**ASSIGNMENT**
In your answer, set down the records below exactly as they stand, omitting pictures.
*** Opening of THE DATA ***
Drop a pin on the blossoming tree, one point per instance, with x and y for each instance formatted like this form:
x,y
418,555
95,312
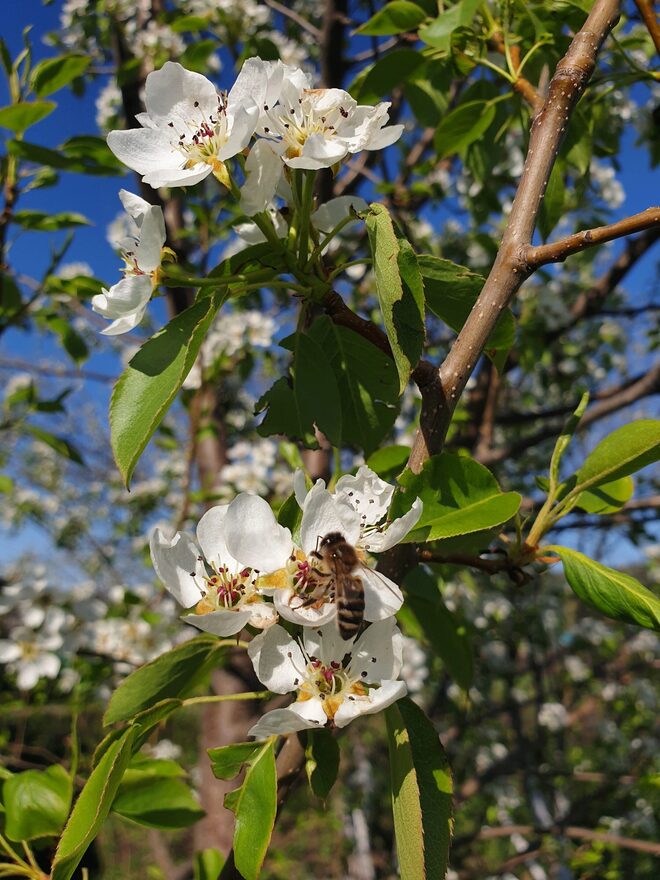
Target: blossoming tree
*** Close of THE DATA ***
**WRITTEN RESPONSE**
Drop a pin on the blossoming tree, one point per instance, with x and y for each instance formatted like this form:
x,y
418,555
95,312
Target: blossoming tree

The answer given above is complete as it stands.